## Vorliegender Text

Schwäbische Zeitung (Alb-Donau)
Kronzeuge
Ein Prozess in den USA erschüttert die Türkei. Als der türkischiranische Goldhändler Reza
Zarrab vor einem Gericht in New York seine Aussage als Zeuge der Anklage begann, hielten Regierung und Opposition in Ankara den Atem an. Vor dem Richter schilderte Zarrab, wie er allein den früheren türkischen Wirtschaftsminister Zafer Caglayan mit rund 50 Millionen Euro, sieben Millionen Dollar und 2,4 Millionen Lira schmierte.
Zarrabs Aussage bringt Präsident Recep Tayyip Erdogan in Bedrängnis. Der 34-jährige Zarrab, der Anfang 2016 in Florida festgenommen wurde, zog zu Beginn des Jahrzehnts einen schwunghaften Goldhandel zwischen der Türkei und dem Iran auf. Dabei umging er US- und UN-Sanktionen gegen Teheran. Der Geschäftsmann zahlte nach eigenen Worten hohe Schmiergelder an die türkische Regierung, um die Deals zu ermöglichen. Türkische Staatsanwälte prangerten dies bereits vor Jahren an. Erdogan bezeichnete den bis in sein engstes Umfeld reichenden Skandal als Komplott seines Erzfeindes Fethullah Gülen und ließ die Ermittler feuern.

## Aufgaben zum Bearbeiten
• A. Wann und wo wurde Zarrab laut dem Artikel über Reza Zarrab festgenommen?
• B. Fasse den Absatz „Zarrabs Aussage bringt Präsident Recep Tayyip Erdogan in Bedrängnis“ aus dem Artikel über Reza Zarrab als Stichpunktliste zusammen.
• C. Schreibe den Artikel über Reza Zarrab im Anschluss an seinen letzten Satz weiter.

[Gespeicherte Dateneinträge]
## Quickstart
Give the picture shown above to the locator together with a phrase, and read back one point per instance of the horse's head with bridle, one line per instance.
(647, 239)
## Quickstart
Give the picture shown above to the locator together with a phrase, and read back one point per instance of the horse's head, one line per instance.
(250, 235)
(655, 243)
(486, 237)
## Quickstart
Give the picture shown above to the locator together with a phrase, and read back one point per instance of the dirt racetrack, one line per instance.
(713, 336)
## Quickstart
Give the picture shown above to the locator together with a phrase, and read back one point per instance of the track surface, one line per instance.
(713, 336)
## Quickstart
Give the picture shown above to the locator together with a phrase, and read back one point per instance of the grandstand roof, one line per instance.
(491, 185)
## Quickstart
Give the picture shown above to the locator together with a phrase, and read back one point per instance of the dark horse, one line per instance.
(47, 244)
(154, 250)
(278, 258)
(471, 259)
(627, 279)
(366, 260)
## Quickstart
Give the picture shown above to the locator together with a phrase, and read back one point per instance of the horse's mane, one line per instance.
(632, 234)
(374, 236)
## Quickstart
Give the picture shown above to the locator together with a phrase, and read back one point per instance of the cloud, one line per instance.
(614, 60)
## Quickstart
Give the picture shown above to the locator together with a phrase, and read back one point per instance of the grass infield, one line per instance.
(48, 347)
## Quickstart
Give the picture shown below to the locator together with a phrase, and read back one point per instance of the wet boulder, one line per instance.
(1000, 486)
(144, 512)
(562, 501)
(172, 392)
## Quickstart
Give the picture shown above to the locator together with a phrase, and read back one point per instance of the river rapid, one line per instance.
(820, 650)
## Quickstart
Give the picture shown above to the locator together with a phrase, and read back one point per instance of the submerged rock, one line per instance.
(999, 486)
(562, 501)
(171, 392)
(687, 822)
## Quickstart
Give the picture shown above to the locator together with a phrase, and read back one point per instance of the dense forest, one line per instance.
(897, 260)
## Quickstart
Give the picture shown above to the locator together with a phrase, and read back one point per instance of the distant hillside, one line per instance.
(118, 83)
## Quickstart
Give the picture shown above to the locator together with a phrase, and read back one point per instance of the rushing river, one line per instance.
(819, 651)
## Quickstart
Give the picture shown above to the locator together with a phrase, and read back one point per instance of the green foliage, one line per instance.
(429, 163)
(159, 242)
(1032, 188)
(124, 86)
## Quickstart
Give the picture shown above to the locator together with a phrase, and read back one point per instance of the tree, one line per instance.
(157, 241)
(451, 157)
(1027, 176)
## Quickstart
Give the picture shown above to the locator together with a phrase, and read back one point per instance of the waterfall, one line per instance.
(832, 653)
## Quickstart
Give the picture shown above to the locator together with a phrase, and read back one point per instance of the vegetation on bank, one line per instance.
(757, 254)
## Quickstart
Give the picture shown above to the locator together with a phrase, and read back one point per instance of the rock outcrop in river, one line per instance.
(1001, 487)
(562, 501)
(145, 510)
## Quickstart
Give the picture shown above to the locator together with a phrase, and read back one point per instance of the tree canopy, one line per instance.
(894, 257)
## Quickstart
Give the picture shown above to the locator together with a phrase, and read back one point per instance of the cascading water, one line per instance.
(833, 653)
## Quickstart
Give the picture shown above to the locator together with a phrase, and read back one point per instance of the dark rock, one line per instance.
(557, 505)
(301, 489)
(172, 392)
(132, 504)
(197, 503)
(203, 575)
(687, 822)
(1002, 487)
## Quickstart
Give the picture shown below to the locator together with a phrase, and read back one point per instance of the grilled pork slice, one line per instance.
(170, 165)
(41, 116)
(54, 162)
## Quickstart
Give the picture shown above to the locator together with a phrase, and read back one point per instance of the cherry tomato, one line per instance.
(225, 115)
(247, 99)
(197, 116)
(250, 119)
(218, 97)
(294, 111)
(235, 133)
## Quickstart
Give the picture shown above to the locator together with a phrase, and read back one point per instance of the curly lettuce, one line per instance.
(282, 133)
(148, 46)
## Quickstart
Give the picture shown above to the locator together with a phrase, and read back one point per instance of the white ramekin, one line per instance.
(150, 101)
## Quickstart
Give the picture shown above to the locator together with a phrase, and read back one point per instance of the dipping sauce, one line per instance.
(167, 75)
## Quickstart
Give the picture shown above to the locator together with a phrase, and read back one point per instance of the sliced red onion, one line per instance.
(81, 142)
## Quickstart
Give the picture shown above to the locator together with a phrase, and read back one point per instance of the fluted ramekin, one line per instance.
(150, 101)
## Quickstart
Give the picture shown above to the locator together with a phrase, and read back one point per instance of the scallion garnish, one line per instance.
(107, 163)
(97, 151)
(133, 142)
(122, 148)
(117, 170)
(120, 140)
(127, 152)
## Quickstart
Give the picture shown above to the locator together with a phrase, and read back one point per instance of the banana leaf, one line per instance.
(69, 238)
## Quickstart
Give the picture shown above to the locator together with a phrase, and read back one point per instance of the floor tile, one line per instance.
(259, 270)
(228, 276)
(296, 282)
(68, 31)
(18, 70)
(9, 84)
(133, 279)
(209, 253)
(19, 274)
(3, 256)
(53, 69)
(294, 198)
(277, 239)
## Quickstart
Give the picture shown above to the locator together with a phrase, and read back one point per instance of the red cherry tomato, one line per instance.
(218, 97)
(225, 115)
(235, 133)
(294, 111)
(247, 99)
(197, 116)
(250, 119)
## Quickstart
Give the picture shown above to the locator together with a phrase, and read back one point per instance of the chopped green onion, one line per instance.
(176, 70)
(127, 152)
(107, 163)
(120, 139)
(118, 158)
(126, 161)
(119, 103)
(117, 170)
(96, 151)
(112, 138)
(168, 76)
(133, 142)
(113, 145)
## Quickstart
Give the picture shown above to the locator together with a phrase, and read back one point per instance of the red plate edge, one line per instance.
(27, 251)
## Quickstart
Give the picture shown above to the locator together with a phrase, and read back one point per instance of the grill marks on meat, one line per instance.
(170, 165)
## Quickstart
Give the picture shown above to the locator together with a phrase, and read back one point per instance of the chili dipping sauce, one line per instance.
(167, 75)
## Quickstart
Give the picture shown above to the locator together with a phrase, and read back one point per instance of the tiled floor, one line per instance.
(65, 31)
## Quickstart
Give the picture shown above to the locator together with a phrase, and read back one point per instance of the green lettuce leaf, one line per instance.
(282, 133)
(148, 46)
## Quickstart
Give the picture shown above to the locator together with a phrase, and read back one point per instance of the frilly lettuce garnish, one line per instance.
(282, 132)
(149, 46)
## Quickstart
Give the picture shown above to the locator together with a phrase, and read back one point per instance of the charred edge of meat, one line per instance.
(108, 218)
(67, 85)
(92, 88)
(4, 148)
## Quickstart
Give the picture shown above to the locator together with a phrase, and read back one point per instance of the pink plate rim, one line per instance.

## Lösungen je Aufgabe
• A. Anfang 2016 in Florida.

• B.
- Zarrabs Aussage bringt Präsident Erdogan in Bedrängnis.
- Der 34-jährige Zarrab wurde Anfang 2016 in Florida festgenommen.
- Zu Beginn des Jahrzehnts baute er einen Goldhandel zwischen der Türkei und dem Iran auf und umging dabei US- und UN-Sanktionen gegen Teheran.
- Nach eigenen Worten zahlte er hohe Schmiergelder an die türkische Regierung, um die Geschäfte zu ermöglichen.
- Türkische Staatsanwälte prangerten dies schon vor Jahren an.
- Erdogan nannte den Skandal ein Komplott Fethullah Gülens und ließ die Ermittler feuern.

• C.
Monatelang hatte Erdogan versucht, die US-Regierung zur Freilassung von Zarrab zu bewegen, um peinliche Enthüllungen vor Gericht zu vermeiden. Als die Versuche scheiterten, traf Zarrab eine Vereinbarung mit der US-Staatsanwaltschaft. Für seine Aussage kann er auf Strafminderung hoffen. Angeklagt in dem US-Prozess ist nicht Zarrab, sondern Mehmet Hakan Atilla, Vizechef der staatseigenen türkischen Bank Halkbank, die in den Goldhandel verstrickt gewesen sein soll. Zarrab bezichtigte auch den ehemaligen EU-Minister Egemen Bagis der Mithilfe. In der Untersuchungshaft habe er Drohungen erhalten, sagte Zarrab am zweiten Tage seiner Vernehmung am Donnerstag. Deshalb werde er von der US-Bundespolizei geschützt. Woher die Drohungen kamen, sagte er nicht.